*** DATA FOR THIS EXERCISE
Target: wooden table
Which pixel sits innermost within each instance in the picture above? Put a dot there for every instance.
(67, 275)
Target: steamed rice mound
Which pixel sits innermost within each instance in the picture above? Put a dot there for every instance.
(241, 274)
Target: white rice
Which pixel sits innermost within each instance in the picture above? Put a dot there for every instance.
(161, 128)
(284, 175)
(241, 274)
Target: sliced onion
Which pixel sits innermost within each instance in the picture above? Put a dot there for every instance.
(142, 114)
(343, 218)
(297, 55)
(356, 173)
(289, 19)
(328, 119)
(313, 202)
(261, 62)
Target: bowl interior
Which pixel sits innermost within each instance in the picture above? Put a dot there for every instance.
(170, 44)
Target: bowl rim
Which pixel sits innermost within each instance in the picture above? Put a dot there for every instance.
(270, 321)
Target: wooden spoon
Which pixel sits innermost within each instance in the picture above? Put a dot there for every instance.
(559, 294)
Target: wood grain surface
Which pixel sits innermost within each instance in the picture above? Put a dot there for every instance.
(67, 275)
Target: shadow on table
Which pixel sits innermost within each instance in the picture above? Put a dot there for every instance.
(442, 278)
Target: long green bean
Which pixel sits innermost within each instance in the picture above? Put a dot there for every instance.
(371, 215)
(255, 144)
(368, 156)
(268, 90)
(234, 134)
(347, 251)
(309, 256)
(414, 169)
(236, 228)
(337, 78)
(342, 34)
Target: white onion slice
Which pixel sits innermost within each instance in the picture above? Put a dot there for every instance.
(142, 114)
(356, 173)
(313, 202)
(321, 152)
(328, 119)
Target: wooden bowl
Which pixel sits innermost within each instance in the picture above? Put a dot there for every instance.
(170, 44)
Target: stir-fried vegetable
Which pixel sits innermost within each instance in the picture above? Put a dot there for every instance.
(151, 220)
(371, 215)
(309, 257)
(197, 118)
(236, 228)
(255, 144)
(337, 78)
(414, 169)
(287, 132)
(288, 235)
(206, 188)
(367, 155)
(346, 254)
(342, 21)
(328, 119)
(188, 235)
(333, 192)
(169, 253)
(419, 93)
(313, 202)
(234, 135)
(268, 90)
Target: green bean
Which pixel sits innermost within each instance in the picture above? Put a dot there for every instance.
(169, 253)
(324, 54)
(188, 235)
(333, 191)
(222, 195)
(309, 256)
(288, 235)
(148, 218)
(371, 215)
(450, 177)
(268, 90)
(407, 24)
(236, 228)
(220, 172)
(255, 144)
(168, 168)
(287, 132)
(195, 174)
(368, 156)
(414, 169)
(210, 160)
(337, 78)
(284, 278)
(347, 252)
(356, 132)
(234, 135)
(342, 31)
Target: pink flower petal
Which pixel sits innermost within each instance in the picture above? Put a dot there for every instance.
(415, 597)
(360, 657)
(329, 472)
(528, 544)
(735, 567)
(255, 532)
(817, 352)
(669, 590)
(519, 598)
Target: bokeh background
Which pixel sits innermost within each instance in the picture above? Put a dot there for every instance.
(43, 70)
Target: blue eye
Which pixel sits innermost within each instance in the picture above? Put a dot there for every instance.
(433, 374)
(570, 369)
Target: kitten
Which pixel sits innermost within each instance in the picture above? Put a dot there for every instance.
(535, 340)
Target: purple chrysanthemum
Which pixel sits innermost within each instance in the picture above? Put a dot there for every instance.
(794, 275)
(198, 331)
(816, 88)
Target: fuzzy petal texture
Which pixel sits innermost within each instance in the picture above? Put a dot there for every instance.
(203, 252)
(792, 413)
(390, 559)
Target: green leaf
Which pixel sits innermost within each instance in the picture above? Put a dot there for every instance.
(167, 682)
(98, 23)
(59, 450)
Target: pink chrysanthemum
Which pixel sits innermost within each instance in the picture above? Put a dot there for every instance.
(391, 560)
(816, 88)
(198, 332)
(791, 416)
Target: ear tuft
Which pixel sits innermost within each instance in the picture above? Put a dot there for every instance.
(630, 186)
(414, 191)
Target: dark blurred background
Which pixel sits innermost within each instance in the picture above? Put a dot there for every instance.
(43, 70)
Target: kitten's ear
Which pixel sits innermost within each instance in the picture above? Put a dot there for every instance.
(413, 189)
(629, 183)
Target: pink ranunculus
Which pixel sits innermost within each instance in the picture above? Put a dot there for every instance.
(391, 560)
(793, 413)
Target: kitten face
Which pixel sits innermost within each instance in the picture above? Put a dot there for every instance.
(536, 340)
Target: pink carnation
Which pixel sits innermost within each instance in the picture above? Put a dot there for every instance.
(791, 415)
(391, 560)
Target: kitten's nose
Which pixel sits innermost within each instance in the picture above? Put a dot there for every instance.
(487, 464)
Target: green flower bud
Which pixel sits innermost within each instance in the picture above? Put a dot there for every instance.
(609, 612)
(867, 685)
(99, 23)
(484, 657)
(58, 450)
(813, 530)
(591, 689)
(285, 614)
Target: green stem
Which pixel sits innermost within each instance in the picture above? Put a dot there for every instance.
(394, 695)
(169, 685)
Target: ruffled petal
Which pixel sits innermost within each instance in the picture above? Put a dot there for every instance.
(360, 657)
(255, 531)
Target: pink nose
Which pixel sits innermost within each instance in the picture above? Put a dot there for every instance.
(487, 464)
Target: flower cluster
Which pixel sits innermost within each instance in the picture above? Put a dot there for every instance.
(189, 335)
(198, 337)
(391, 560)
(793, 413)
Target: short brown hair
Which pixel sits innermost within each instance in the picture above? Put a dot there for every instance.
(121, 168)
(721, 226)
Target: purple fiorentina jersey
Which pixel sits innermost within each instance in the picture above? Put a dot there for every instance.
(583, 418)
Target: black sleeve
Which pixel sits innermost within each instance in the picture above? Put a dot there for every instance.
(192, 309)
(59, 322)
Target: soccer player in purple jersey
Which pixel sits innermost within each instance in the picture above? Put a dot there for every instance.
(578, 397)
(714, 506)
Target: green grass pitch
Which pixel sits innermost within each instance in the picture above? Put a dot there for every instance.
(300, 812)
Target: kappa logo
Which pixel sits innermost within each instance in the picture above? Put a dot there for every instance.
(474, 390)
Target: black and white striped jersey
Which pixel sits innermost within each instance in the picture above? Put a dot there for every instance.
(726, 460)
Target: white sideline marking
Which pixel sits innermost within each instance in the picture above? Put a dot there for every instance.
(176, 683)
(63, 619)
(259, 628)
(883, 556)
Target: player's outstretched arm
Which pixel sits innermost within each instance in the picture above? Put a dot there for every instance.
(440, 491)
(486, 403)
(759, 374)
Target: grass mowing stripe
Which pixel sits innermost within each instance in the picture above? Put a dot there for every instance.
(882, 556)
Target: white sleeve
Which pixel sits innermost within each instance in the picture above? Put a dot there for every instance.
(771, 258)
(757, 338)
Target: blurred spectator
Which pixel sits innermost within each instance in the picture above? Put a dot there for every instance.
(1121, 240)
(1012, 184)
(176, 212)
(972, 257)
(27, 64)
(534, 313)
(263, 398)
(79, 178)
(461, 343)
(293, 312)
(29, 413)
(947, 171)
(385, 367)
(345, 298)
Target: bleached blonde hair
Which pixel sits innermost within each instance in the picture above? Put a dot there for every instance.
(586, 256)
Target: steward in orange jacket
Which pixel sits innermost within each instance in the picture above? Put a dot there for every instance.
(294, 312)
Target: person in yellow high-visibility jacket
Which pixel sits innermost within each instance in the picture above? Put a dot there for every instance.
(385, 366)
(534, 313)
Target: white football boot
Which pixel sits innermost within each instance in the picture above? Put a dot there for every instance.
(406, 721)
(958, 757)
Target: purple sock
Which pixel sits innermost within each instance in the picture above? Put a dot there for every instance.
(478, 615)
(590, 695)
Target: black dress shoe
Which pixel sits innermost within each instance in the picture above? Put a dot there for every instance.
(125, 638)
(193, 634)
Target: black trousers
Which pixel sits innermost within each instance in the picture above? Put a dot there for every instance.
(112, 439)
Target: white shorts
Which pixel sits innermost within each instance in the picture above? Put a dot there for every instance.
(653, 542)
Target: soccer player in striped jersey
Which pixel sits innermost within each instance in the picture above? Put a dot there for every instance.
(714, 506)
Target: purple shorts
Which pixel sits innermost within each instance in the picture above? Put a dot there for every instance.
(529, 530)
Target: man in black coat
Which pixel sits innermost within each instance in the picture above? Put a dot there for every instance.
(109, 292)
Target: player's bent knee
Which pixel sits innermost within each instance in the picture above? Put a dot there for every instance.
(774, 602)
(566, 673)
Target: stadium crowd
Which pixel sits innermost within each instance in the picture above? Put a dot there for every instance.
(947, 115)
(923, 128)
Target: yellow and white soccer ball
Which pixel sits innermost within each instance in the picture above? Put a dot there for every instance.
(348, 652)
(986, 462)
******
YOUR ASSIGNMENT =>
Above are the records. Copy the lines beginning at the one that has "Target: purple fiorentina jersey" and ending with the one that has "Target: soccer player in purple jersey", unchanged.

EXPECTED ANSWER =>
Target: purple fiorentina jersey
Which pixel sits innermost within each instance in the picture above? Put a dot there for every instance.
(583, 418)
Target: black sleeve
Which pixel sits innermost within each instance in the picture above? Put a dot there for every instance.
(192, 309)
(59, 322)
Target: soccer player in purple jersey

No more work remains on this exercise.